Coordinate annotation records:

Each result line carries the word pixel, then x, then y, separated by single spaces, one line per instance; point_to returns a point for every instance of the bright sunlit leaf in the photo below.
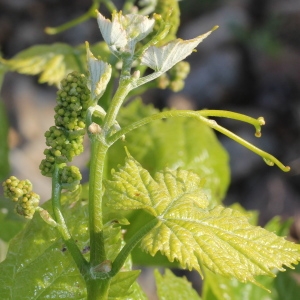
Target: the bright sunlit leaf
pixel 169 287
pixel 221 239
pixel 164 58
pixel 123 32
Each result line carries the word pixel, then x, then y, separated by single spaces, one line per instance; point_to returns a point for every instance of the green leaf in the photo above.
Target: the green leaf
pixel 10 222
pixel 287 284
pixel 39 266
pixel 284 286
pixel 53 62
pixel 176 142
pixel 217 287
pixel 121 285
pixel 161 59
pixel 220 239
pixel 170 287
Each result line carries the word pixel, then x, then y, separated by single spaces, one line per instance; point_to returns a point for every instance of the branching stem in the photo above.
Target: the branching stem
pixel 202 116
pixel 80 261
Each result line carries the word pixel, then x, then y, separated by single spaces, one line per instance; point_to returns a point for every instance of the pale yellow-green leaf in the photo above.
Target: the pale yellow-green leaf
pixel 221 239
pixel 170 287
pixel 164 58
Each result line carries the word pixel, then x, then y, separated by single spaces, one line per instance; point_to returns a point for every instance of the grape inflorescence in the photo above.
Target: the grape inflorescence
pixel 65 139
pixel 20 191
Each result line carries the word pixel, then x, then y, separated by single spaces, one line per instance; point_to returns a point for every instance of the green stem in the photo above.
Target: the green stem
pixel 130 245
pixel 122 91
pixel 80 261
pixel 126 250
pixel 268 158
pixel 97 251
pixel 257 123
pixel 98 289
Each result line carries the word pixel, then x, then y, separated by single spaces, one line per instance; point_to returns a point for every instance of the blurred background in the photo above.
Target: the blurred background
pixel 249 65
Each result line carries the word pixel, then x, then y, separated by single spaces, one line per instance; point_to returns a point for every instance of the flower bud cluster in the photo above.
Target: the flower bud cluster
pixel 65 139
pixel 70 177
pixel 20 191
pixel 174 78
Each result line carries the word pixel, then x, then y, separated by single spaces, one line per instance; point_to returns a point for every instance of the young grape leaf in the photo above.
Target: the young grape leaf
pixel 123 32
pixel 52 62
pixel 170 287
pixel 175 142
pixel 161 59
pixel 216 287
pixel 220 239
pixel 121 283
pixel 38 264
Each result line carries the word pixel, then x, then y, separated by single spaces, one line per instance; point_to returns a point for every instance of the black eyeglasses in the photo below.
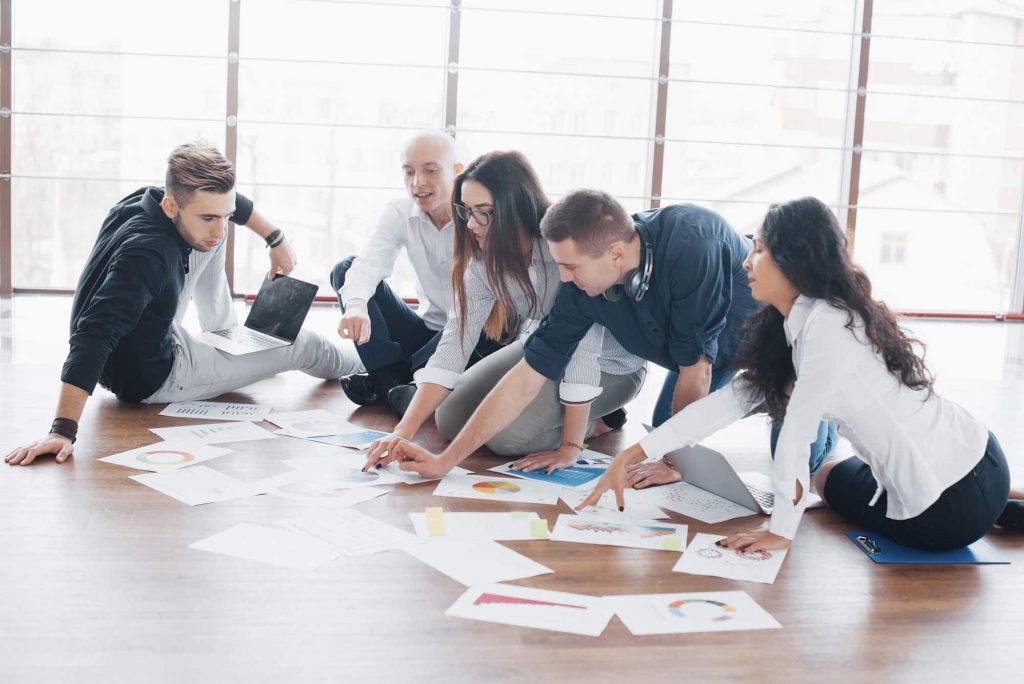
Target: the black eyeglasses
pixel 481 217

The exercise =>
Transcribe every line from the records above without alteration, and leave out the images.

Finished exercise =>
Each result line carries the word pixel, then x, then y, separated by single spaces, one line per instance; point_to returns a point for every instance of the bright sunlit leaf in the photo below.
Target: the bright sunlit leaf
pixel 169 287
pixel 221 239
pixel 164 58
pixel 123 32
Each result line carries the word pixel, then x, then y, separated by single spaces, one line per instance; point_to returns a point for every instance of the green leaf in the photo above.
Target: the green leaf
pixel 10 222
pixel 287 284
pixel 39 266
pixel 284 286
pixel 53 62
pixel 176 142
pixel 217 287
pixel 121 285
pixel 161 59
pixel 220 239
pixel 170 287
Each result line carries the word pixel, then x, then y, separated by single spaces, one line per instance; point_to returns a point for every instance of the branching stem in the photo above.
Target: the branching stem
pixel 202 116
pixel 80 261
Each result line carries the word pixel, then x, then y, separated by single spaces, one line per instance; point_to returns a point for every instance of the pale yellow-green leaf in the photo above.
Target: the pale yellow-green leaf
pixel 221 239
pixel 170 287
pixel 164 58
Each result line carries the word pixel, then x, then y, separated by single spaces, one line per instance; point_to returns a point for every instance of the grape inflorescence in the photo above.
Target: the grape inflorescence
pixel 65 139
pixel 20 191
Each result line carries the word pixel, then x, then y, separated by single spaces, one line per instance; point_to returns a point for every instance of the green stem in the photo above.
Target: the green stem
pixel 130 245
pixel 122 91
pixel 80 261
pixel 126 250
pixel 268 158
pixel 97 251
pixel 257 123
pixel 98 289
Each result line carries the word pixel, then x, then y, separated by single spaces, one line per instance; point_to returns a point for every instance of the blurred background in the photo above.
Target: the blurred background
pixel 249 65
Each result line carries the word pixel, then x, then y, separated by single spaces, one line per instance; point_to returns a point for every instance of the flower bud cluster in the photo above.
Target: the flower bud cluster
pixel 65 139
pixel 70 177
pixel 20 191
pixel 174 78
Each result line carries the word pixel, then x, then y, separated by single spaces, one line per instance; point_to returns a point for every instance of the young grape leaf in the photo above.
Target: the young grape leaf
pixel 123 32
pixel 52 62
pixel 170 287
pixel 175 142
pixel 161 59
pixel 216 287
pixel 220 239
pixel 121 283
pixel 38 264
Each result line carries the word pixel, then x, then y, separated by single spaces, one line per instance; point_to returns a point for every instance of the black eyeglasses in the photo below.
Target: the black eyeglasses
pixel 481 217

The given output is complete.